* [What needs to be done]: Write out the material again, requests included, starting with the line containing "The component shall return one point per instance of the blue" and continuing through the end of the material. Decrease every coordinate in the answers by 53.

Saved data entries

--------

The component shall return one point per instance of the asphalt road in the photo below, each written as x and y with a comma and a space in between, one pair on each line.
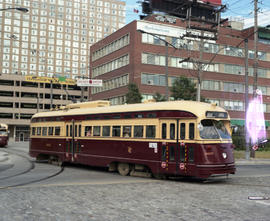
86, 193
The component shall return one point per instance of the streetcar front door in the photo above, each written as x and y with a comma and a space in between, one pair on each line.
169, 150
186, 147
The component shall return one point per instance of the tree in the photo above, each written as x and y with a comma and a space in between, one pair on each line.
183, 89
158, 97
133, 95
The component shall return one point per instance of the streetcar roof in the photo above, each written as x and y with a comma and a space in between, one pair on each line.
3, 126
197, 108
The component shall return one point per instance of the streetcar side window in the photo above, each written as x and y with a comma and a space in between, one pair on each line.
80, 131
191, 131
182, 153
182, 131
57, 131
76, 130
50, 131
138, 131
39, 131
88, 131
106, 131
44, 131
126, 131
70, 130
164, 131
116, 131
163, 156
96, 131
33, 131
172, 154
172, 131
191, 154
150, 131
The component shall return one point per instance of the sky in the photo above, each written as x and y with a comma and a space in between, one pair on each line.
236, 9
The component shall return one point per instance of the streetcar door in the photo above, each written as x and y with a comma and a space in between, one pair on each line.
186, 146
168, 153
69, 150
76, 140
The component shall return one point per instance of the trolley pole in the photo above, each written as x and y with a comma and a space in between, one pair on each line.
167, 73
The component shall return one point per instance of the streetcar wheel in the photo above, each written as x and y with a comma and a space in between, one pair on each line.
123, 169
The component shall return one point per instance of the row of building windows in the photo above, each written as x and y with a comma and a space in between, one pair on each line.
208, 47
112, 84
115, 45
24, 116
160, 80
155, 59
110, 66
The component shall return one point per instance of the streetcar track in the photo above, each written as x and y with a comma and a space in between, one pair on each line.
21, 173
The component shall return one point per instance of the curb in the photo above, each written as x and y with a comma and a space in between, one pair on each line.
3, 156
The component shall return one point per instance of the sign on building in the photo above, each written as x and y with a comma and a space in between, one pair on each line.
89, 83
54, 80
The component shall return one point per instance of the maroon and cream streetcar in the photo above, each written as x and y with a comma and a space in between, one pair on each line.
3, 135
176, 138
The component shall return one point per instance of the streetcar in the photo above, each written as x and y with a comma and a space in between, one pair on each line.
160, 139
3, 135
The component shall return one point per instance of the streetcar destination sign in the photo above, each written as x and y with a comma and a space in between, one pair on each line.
89, 83
54, 80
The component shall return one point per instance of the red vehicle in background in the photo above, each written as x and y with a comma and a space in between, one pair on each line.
3, 135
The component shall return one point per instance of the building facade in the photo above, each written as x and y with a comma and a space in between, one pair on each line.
51, 40
137, 53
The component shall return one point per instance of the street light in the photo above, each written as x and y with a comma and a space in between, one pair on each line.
166, 63
24, 10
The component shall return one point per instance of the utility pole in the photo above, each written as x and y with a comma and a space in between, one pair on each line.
255, 70
200, 66
246, 99
255, 46
167, 73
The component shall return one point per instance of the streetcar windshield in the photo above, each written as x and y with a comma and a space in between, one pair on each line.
212, 129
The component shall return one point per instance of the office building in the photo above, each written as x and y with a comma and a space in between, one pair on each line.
137, 53
51, 40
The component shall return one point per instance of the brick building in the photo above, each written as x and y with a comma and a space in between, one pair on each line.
130, 55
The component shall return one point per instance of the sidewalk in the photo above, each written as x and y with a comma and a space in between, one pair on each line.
252, 161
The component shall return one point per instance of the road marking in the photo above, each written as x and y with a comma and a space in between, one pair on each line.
263, 202
86, 183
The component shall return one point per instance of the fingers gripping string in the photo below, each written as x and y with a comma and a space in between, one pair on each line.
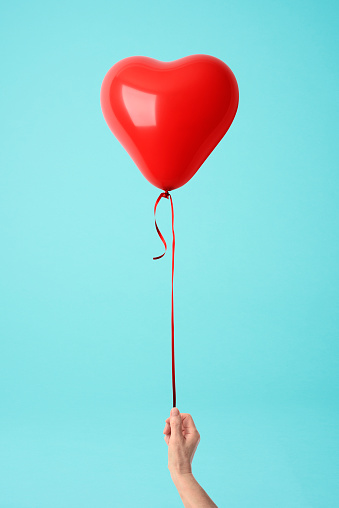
167, 195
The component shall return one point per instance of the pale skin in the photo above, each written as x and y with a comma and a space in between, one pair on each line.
182, 438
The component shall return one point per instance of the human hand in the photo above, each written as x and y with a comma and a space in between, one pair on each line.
182, 438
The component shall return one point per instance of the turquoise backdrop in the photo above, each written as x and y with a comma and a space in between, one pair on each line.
85, 365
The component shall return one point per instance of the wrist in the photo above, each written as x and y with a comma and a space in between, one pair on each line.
181, 477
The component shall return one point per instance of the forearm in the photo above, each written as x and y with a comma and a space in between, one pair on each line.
191, 493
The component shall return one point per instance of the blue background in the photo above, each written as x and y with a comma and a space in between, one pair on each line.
85, 362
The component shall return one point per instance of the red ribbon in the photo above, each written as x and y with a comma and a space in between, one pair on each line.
167, 195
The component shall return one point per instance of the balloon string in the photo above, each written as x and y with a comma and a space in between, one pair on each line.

--------

* [Solution]:
The component shall return one point per instance of the blue background in the photo above, each written as x and y with a comma and a space in between, one pair on each line.
32, 309
The component shall return one point per instance of the red ribbon in the photo above, each written as x and y with a comma and a space in between, one pair on each line.
114, 142
The component shall return one point per instance of the balloon string in the photo above, each written as x and y with a comma and a space in between, one pair on each line.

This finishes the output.